It’s official: FCC Chairman Ajit Pai has released a Notice of Proposed Rulemaking that would rollback the FCC’s 2015 rule that placed Internet service providers under Title II of the Communications Act. In a prior post, I described this as the “more extreme” of the two options facing the Republican-majority Commission, the more modest being keeping the Title II framework in place while pruning it back in various ways.
I have a somewhat boringly middle-of-the-road (or shall we call it “refreshing”) take on all this. I wasn’t sure the Obama-era FCC needed to resort to Title II to sensibly regulate ISPs but, now that the Title II framework is in place, I’m not sure it makes sense for the Commission to get rid of it either. Mostly, I think the debate over the classification of ISPs distracts attention from the substance of the policy issues in the area. Explaining a bit about why may also illuminate some potential legal vulnerabilities in Chairman Pai’s “re-reclassification” proposal.

(Stored dataset items)
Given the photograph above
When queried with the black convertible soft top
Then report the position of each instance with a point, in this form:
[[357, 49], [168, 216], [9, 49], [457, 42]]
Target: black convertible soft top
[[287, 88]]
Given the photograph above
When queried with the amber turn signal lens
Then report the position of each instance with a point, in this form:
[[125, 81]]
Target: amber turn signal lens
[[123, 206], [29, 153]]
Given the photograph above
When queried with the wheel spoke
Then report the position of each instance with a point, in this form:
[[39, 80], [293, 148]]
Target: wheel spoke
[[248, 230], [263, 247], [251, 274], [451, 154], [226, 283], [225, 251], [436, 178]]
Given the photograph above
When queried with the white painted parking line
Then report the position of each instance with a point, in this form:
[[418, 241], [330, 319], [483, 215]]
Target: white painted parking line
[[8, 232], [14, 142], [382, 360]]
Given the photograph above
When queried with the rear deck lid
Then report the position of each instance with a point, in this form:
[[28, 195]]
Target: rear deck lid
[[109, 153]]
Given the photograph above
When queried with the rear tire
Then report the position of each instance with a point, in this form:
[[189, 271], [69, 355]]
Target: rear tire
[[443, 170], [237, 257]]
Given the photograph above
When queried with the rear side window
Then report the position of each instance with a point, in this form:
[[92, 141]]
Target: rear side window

Your instructions:
Transcribe the stretch of the post on the FCC's Title II proposal from "It’s official: FCC" through "in various ways.".

Task result:
It’s official: FCC Chairman Ajit Pai has released a Notice of Proposed Rulemaking that would rollback the FCC’s 2015 rule that placed Internet service providers under Title II of the Communications Act. In a prior post, I described this as the “more extreme” of the two options facing the Republican-majority Commission, the more modest being keeping the Title II framework in place while pruning it back in various ways.